> _Tekstfragment_
Hieronder ga ik in op beide zaken.
De culturele sector was de eerste sector die een langetermijnplan heeft opgesteld.
In de afgelopen periode is dit plan aangevuld en aangescherpt. De meest recente is
door de Taskforce begin juli ingestuurd. Ik reageer nu op deze laatste versie.
Ik wil allereerst benadrukken hoezeer ik de constructieve opstelling van de sector
waardeer. De culturele sector heeft steeds voorop gelopen in de planvorming en heeft
daarbij ook een voorbeeldrol vervuld voor andere sectoren. In de achtereenvolgende
versies van het plan heeft de sector bovendien de mogelijke ingrepen en consequenties
daarvan steeds scherper in beeld gebracht. Het meest recente plan hanteert een voor
de sector logische en consequente aanpak, die maatregelen zowel koppelt aan de verschillende
risiconiveaus als aan de verschillende typen van culturele activiteiten (binnen, buiten,
zittend, staand etc.). De Taskforce heeft hiervoor gekozen vanwege de mogelijkheid
tot differentiatie: in een bioscoop liggen immers andere maatregelen voor de hand
dan in een museum. Met dit plan als basis kunnen deelsectoren tot een uitgewerkt brancheprotocol
komen om een veilig en prettig bezoek mogelijk te maken.

Fragment uit een dataset
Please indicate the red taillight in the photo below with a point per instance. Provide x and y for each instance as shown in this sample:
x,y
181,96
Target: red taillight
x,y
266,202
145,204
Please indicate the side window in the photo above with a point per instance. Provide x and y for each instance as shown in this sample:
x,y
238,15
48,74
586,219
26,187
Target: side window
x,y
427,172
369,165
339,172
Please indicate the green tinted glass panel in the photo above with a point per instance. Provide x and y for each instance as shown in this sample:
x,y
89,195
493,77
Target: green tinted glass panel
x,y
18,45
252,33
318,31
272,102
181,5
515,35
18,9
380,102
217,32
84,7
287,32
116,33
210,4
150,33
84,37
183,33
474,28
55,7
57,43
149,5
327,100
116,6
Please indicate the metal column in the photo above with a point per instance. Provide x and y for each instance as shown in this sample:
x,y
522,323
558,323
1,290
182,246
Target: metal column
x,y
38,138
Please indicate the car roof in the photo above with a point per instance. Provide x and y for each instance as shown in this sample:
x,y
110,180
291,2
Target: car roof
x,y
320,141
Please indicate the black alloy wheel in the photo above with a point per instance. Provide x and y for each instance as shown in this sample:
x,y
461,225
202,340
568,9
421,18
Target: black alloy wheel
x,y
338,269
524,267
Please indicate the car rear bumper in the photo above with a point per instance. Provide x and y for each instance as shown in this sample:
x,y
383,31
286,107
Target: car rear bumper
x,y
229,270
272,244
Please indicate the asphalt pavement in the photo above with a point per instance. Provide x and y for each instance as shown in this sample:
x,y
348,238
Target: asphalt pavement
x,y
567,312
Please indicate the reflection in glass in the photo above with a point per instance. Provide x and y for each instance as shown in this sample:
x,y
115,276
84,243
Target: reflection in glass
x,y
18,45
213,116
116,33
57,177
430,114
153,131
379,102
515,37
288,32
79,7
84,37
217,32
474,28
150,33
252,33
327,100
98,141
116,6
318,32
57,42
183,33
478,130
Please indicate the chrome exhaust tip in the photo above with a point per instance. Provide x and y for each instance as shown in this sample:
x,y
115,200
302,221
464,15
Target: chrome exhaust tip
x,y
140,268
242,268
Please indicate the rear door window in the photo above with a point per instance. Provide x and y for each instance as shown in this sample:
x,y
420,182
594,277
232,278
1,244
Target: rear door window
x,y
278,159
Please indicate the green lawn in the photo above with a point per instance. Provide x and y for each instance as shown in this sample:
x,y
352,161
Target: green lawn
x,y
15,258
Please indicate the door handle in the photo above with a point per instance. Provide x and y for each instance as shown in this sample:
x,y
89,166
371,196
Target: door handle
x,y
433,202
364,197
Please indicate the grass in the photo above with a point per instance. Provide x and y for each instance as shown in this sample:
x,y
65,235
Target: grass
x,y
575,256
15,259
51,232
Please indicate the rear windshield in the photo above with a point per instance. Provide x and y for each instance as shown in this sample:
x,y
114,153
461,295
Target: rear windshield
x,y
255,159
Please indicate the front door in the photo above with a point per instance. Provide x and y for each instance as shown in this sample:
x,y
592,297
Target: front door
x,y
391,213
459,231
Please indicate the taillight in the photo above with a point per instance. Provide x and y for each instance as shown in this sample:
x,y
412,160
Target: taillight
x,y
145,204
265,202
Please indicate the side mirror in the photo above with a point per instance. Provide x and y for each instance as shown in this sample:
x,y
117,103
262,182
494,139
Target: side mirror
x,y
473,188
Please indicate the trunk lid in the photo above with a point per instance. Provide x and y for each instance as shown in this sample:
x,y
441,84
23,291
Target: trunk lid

> _Korte opdracht A_
Welke soorten culturele activiteiten staan in het tekstfragment over het plan van de culturele sector tussen haakjes? Noem ze allemaal.
> _Korte opdracht B_
Beantwoord deze vragen met het tekstfragment over het plan van de culturele sector:
(i) Wie heeft begin juli de meest recente versie van het plan ingestuurd?
(ii) Welke twee plekken worden genoemd om te laten zien dat maatregelen kunnen verschillen?
(iii) Waartoe kunnen deelsectoren komen met dit plan als basis?
> _Korte opdracht C_
Vertaal deze zin uit het tekstfragment over het plan van de culturele sector in het Engels: "De culturele sector was de eerste sector die een langetermijnplan heeft opgesteld."

> _Eindantwoord A_
binnen, buiten, zittend, staand

> _Eindantwoord B_
(i) De Taskforce.
(ii) Een bioscoop en een museum.
(iii) Tot een uitgewerkt brancheprotocol.

> _Eindantwoord C_
The cultural sector was the first sector to draw up a long-term plan.